◆ Text passage:
================
Live album by Trio X
- Released: 2001
- Recorded: March 24, 2001 at the Bug Jar in Rochester, New York and March 24, 2001 at St. George The Martyr Church, in Toronto, Canada
- Genre: Jazz
- Length: 73:45
- Label: Cadence Jazz CJR 1134
- Producer: Bob Rusch

Joe McPhee chronology
| Mister Peabody Goes to Baltimore (2000) | On Tour (2001) | In Black and White (1999-2001) |

= On Tour (Trio X album) =

On Tour (subtitled Toronto/Rochester) is a live album by multi-instrumentalist Joe McPhee's Trio X featuring bassist Dominic Duval and percussionist Jay Rosen recorded in 2001 and released on the Cadence Jazz label.
================
◆ What to work on:
#1 Decide whether each statement below agrees with the On Tour text, answering yes or no and quoting the deciding words exactly. (a) The album came out on the Cadence Jazz label. (b) Dominic Duval plays percussion in Trio X. (c) The album runs 73:45.
#2 Rewrite the part of the On Tour text that opens with the words containing "Joe McPhee chronology" and closes with "Cadence Jazz label.", putting "drummer" in place of "percussionist".
================
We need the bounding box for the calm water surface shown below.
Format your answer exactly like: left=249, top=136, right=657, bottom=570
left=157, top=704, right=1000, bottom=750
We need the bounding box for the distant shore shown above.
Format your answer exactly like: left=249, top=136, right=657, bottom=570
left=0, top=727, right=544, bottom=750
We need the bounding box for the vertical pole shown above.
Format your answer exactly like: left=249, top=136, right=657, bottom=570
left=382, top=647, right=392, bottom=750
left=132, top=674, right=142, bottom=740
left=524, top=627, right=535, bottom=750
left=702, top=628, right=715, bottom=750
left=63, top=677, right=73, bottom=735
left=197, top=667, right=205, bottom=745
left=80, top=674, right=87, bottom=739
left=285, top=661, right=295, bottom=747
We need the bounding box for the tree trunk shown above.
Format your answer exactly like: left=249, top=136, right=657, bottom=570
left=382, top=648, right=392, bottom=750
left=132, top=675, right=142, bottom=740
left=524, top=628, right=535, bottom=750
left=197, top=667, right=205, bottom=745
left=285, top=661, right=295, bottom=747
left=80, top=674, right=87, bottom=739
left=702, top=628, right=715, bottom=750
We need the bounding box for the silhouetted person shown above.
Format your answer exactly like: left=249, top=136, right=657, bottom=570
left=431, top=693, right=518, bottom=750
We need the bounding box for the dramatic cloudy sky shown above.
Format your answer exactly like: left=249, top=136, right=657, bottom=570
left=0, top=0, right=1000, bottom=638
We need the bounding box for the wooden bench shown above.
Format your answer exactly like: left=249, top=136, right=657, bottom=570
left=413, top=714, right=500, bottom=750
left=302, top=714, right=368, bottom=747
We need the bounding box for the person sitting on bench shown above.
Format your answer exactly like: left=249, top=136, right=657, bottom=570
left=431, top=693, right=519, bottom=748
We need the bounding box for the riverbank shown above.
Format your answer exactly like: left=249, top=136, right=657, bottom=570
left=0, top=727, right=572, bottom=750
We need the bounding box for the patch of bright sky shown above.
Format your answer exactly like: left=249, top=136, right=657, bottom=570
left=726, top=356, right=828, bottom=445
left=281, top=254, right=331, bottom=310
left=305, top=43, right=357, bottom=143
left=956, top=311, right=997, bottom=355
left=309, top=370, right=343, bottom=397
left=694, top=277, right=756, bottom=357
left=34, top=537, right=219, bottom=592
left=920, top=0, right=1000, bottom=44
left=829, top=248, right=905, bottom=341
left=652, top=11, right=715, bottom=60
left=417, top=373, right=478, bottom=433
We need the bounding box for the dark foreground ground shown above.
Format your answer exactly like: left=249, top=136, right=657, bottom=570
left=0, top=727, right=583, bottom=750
================
◆ Answers for the exercise:
#1
(a) Yes: "released on the Cadence Jazz label"
(b) No: "bassist Dominic Duval"
(c) Yes: "Length: 73:45"

#2
Joe McPhee chronology
| Mister Peabody Goes to Baltimore (2000) | On Tour (2001) | In Black and White (1999-2001) |

= On Tour (Trio X album) =

On Tour (subtitled Toronto/Rochester) is a live album by multi-instrumentalist Joe McPhee's Trio X featuring bassist Dominic Duval and drummer Jay Rosen recorded in 2001 and released on the Cadence Jazz label.